#### Task prompt:
Starting with the line that contains "Mark the peace" and going on through the end of the items, write those lines out again in full, wording included, and shift every answer coordinate by adding 19 to each of its numbers.

#### Materials provided:
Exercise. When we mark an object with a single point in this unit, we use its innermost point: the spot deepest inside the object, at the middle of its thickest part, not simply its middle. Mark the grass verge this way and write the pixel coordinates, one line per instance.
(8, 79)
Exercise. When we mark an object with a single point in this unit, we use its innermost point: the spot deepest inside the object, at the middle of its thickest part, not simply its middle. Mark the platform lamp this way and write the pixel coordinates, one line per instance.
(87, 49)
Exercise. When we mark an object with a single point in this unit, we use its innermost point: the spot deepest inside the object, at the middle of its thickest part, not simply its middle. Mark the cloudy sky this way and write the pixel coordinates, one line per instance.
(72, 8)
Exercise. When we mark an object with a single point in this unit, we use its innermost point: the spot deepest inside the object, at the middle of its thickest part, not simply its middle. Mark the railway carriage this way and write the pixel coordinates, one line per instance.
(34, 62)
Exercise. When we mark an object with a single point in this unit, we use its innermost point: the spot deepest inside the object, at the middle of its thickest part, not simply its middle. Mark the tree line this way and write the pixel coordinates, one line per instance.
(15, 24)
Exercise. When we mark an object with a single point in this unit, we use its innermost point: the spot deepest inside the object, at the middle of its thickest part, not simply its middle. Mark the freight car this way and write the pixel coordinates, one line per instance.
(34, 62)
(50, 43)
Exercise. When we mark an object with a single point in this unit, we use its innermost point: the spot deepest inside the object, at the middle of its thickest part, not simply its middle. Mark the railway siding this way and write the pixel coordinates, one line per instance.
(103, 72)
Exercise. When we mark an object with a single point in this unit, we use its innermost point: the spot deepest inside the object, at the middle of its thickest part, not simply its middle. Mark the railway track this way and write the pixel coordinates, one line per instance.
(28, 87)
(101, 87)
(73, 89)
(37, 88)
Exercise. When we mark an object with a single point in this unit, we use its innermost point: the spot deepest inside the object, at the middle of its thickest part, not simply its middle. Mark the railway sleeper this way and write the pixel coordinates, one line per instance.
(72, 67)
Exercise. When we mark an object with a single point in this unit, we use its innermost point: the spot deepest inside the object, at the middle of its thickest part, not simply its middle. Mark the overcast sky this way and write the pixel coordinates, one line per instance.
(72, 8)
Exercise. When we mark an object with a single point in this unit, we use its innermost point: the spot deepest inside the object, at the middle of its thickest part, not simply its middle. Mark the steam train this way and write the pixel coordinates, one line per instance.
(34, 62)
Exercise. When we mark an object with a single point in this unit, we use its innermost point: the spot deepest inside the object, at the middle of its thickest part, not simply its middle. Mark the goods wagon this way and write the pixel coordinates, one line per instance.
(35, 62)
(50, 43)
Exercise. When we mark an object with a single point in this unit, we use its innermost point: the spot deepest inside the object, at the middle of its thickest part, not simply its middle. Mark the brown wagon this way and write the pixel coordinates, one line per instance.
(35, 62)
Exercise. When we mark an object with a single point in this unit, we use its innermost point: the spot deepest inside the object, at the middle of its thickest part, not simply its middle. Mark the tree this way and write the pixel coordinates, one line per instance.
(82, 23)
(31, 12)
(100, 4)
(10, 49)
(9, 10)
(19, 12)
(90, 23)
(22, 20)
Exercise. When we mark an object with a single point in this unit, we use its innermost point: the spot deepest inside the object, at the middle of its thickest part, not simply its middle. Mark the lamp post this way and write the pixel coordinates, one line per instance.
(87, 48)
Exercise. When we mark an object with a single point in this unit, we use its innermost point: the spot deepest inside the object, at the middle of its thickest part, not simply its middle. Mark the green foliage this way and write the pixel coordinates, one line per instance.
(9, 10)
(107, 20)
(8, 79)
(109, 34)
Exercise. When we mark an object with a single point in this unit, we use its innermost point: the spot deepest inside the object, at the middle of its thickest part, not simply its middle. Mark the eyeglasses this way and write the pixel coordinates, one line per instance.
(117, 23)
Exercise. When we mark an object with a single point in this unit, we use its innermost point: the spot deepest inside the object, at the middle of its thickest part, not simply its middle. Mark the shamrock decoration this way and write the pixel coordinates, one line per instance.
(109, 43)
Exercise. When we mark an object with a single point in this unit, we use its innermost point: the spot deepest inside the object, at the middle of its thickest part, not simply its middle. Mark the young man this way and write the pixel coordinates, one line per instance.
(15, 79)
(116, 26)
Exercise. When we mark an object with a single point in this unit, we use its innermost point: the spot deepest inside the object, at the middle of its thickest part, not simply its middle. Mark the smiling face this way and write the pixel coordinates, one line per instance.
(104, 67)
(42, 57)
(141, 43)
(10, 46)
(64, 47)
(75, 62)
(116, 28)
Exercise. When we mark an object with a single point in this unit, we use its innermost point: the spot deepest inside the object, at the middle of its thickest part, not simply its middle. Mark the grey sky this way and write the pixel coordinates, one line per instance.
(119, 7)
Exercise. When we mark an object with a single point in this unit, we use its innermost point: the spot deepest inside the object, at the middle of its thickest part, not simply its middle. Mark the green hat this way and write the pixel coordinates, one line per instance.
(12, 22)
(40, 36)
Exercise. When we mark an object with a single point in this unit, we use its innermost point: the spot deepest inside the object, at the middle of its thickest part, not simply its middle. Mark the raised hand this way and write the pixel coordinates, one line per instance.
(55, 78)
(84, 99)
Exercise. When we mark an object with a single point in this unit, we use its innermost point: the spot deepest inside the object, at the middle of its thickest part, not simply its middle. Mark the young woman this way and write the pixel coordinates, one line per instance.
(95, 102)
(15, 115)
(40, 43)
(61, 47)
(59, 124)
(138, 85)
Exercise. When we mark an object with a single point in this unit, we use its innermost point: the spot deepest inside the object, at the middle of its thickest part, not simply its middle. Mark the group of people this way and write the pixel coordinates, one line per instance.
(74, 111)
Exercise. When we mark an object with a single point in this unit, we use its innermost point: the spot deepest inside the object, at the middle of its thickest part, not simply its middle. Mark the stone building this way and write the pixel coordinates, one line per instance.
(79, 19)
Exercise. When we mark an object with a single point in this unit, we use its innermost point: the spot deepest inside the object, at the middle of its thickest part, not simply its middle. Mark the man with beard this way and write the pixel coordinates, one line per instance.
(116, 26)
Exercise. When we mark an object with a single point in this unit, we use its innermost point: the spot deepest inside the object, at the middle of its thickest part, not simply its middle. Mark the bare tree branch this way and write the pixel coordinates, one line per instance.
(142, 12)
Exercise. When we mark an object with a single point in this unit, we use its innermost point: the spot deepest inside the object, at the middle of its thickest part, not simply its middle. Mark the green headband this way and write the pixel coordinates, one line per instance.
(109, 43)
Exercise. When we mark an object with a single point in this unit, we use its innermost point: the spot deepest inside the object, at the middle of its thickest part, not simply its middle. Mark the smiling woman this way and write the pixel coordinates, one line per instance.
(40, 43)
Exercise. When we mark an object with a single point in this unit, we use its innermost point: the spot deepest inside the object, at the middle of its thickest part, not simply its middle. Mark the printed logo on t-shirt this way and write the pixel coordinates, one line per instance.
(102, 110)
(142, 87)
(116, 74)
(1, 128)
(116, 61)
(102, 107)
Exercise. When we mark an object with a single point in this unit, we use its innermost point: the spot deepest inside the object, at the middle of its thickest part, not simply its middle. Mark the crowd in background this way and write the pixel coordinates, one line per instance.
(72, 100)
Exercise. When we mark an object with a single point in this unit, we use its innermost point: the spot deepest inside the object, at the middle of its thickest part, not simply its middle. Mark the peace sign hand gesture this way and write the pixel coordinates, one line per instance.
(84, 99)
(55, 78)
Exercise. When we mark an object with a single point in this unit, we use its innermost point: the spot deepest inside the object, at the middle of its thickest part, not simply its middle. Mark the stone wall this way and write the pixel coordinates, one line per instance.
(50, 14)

#### Solution for this problem:
Exercise. When we mark an object with a single point in this unit, we use its innermost point: the spot deepest inside the object, at the middle of its thickest part, not simply its middle. Mark the peace sign hand gesture this way and write the pixel coordinates, one line per instance.
(103, 118)
(74, 97)
Exercise. When we mark an object with a single point in this unit, we use its innermost point: the spot deepest inside the object, at the middle of its thickest part, not simply its middle. Mark the stone wall this way and write the pixel coordinates, one line per instance.
(69, 33)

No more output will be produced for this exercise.